_The problem_
Please state how many lines in the records below contain the string "surface", and give only the number.

** begin Source material **

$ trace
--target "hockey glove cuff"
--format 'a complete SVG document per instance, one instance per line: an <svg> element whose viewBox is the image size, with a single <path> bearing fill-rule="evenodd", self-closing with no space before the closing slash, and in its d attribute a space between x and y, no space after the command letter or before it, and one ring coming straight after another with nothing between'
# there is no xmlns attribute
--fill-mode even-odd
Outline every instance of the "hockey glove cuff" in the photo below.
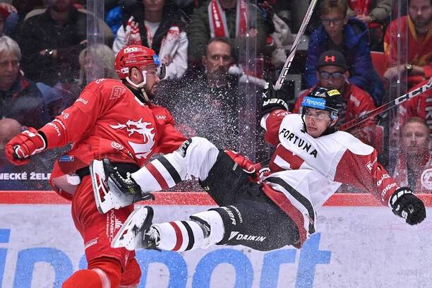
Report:
<svg viewBox="0 0 432 288"><path fill-rule="evenodd" d="M30 127L13 137L5 147L6 158L15 165L30 162L29 157L47 147L44 137L34 128Z"/></svg>
<svg viewBox="0 0 432 288"><path fill-rule="evenodd" d="M261 116L277 109L288 111L288 93L282 90L275 90L270 83L263 92Z"/></svg>
<svg viewBox="0 0 432 288"><path fill-rule="evenodd" d="M405 219L410 225L419 224L426 218L424 204L409 187L397 189L390 196L390 205L393 213Z"/></svg>

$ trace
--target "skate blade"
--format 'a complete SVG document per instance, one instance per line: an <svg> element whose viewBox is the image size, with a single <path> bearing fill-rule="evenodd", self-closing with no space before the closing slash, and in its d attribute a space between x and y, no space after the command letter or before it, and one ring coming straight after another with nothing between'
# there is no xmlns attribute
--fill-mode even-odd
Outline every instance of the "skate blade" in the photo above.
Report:
<svg viewBox="0 0 432 288"><path fill-rule="evenodd" d="M143 231L140 228L147 220L148 211L146 207L136 208L113 239L111 246L112 248L124 247L129 251L140 248L139 243L142 241L143 238ZM141 235L140 237L139 234ZM138 239L137 239L137 235Z"/></svg>

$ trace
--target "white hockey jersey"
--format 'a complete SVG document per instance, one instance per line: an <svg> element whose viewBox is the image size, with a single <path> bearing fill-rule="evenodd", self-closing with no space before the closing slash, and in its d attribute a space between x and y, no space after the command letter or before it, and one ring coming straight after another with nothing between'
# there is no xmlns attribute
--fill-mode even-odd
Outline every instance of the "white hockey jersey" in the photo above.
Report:
<svg viewBox="0 0 432 288"><path fill-rule="evenodd" d="M300 114L283 110L263 117L261 126L266 142L276 146L263 191L297 224L296 246L315 232L316 209L342 184L370 192L385 205L399 188L378 162L375 149L348 133L314 138L304 130Z"/></svg>

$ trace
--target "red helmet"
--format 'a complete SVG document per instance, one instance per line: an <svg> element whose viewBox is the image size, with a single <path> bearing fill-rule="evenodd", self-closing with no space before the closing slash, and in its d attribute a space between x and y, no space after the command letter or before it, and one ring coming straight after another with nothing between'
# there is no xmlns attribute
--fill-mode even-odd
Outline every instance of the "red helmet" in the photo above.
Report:
<svg viewBox="0 0 432 288"><path fill-rule="evenodd" d="M116 56L115 68L120 79L129 76L130 68L136 67L145 70L145 67L155 64L160 66L156 53L150 48L141 45L130 45L122 48Z"/></svg>

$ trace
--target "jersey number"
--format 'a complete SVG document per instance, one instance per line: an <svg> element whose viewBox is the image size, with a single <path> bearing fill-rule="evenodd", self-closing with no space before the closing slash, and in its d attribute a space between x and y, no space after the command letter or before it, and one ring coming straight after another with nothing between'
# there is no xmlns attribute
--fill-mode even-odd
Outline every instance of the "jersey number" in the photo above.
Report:
<svg viewBox="0 0 432 288"><path fill-rule="evenodd" d="M277 156L279 156L282 159L284 160L284 162L287 162L289 165L289 167L283 167L283 168L289 168L292 170L296 170L300 168L300 166L304 162L304 160L299 156L293 154L292 152L285 148L282 145L280 145L275 154ZM277 163L276 164L279 165Z"/></svg>

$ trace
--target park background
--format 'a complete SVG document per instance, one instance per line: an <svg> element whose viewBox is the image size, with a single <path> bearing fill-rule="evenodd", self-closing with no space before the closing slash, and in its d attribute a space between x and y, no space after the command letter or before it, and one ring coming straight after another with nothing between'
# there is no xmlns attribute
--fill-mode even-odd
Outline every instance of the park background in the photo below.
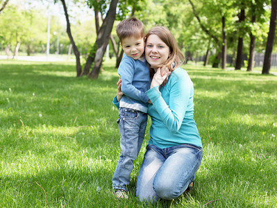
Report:
<svg viewBox="0 0 277 208"><path fill-rule="evenodd" d="M0 206L276 207L276 0L1 0ZM111 190L115 27L132 15L146 31L167 26L185 54L203 144L194 189L154 205L135 198L150 119L130 199Z"/></svg>

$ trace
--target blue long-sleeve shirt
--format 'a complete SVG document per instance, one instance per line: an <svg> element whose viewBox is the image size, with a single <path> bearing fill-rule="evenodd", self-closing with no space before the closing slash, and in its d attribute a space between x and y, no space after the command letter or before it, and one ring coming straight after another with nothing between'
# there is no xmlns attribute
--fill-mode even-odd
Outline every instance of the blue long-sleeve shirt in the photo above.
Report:
<svg viewBox="0 0 277 208"><path fill-rule="evenodd" d="M187 71L178 67L171 72L167 83L148 90L153 104L148 105L152 120L149 144L165 148L182 144L202 147L194 119L194 87ZM119 107L115 96L113 103Z"/></svg>
<svg viewBox="0 0 277 208"><path fill-rule="evenodd" d="M121 91L124 94L119 107L146 113L149 98L145 92L150 88L150 76L145 60L134 60L124 53L117 73L121 76Z"/></svg>
<svg viewBox="0 0 277 208"><path fill-rule="evenodd" d="M146 94L151 117L149 144L165 148L181 144L202 147L194 119L193 83L187 71L178 67L171 72L167 83Z"/></svg>

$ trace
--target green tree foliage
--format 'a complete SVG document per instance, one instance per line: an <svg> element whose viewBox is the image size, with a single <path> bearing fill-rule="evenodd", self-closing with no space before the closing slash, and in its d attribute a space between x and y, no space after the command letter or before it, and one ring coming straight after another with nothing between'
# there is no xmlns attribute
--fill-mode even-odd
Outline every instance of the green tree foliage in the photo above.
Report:
<svg viewBox="0 0 277 208"><path fill-rule="evenodd" d="M46 21L40 11L7 6L0 18L1 44L6 52L14 50L18 43L28 53L40 52L46 40Z"/></svg>

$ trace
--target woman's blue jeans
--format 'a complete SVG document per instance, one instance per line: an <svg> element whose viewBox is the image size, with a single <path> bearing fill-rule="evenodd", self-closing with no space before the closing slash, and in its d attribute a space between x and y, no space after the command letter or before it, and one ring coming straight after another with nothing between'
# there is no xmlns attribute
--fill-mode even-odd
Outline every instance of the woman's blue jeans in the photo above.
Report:
<svg viewBox="0 0 277 208"><path fill-rule="evenodd" d="M195 180L202 159L202 149L191 144L160 148L146 147L137 182L141 201L171 200L180 196Z"/></svg>

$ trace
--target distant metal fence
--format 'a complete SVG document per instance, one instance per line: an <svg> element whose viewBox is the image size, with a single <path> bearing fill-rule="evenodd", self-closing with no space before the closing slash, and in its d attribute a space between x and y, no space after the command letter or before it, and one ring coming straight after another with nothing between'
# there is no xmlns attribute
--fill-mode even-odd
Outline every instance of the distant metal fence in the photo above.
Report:
<svg viewBox="0 0 277 208"><path fill-rule="evenodd" d="M254 58L254 67L262 67L262 64L264 64L265 54L264 53L255 53ZM197 58L197 61L204 61L205 56L201 55ZM247 55L244 54L242 56L242 66L244 66L244 62L247 62ZM233 57L230 55L227 55L227 64L235 64L235 57ZM277 53L271 54L271 68L277 68Z"/></svg>
<svg viewBox="0 0 277 208"><path fill-rule="evenodd" d="M255 67L262 67L264 64L265 54L256 53L255 54ZM271 67L277 68L277 53L271 54Z"/></svg>

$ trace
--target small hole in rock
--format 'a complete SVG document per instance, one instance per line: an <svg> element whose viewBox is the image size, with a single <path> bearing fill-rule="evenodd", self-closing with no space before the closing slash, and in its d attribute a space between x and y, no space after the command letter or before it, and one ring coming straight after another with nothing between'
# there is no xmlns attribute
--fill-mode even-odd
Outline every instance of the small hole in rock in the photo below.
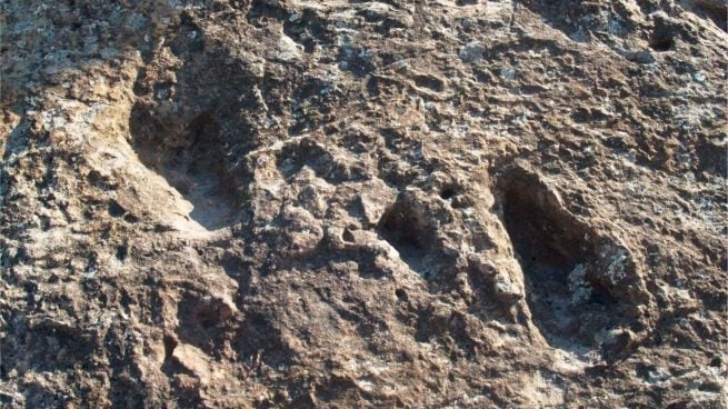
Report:
<svg viewBox="0 0 728 409"><path fill-rule="evenodd" d="M116 200L109 202L109 216L111 217L122 217L127 210L121 207Z"/></svg>
<svg viewBox="0 0 728 409"><path fill-rule="evenodd" d="M440 198L443 200L450 200L457 194L456 190L451 187L447 187L440 191Z"/></svg>
<svg viewBox="0 0 728 409"><path fill-rule="evenodd" d="M129 252L129 248L127 245L121 245L117 247L117 259L123 262L127 259L128 252Z"/></svg>

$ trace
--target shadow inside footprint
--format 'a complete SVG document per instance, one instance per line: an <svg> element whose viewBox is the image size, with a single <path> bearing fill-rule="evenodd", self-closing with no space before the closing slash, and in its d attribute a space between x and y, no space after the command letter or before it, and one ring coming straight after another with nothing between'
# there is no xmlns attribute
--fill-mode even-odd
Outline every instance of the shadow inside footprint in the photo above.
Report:
<svg viewBox="0 0 728 409"><path fill-rule="evenodd" d="M237 189L226 168L220 127L212 113L199 114L177 132L134 107L130 130L142 163L192 203L192 220L208 230L235 222Z"/></svg>

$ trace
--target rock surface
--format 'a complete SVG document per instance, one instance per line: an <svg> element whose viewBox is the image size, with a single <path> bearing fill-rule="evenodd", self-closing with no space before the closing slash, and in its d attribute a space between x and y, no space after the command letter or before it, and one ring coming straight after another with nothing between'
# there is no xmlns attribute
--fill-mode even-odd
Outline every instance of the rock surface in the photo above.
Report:
<svg viewBox="0 0 728 409"><path fill-rule="evenodd" d="M726 407L725 1L0 8L0 406Z"/></svg>

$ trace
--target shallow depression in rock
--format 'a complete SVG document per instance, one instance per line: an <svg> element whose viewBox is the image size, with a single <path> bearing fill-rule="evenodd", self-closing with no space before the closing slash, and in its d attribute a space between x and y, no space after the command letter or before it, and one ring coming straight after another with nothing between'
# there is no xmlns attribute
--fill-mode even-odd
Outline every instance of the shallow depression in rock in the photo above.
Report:
<svg viewBox="0 0 728 409"><path fill-rule="evenodd" d="M130 129L142 163L193 206L190 219L208 230L235 222L237 189L226 169L220 127L212 113L203 112L174 132L136 107Z"/></svg>

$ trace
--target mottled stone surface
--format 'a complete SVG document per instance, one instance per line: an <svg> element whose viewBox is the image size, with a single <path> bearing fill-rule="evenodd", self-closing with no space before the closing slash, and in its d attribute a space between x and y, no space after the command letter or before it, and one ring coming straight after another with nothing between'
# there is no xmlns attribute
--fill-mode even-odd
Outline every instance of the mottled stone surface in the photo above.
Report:
<svg viewBox="0 0 728 409"><path fill-rule="evenodd" d="M725 1L0 2L0 406L726 406Z"/></svg>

** end Source material **

_Response to this exercise_
4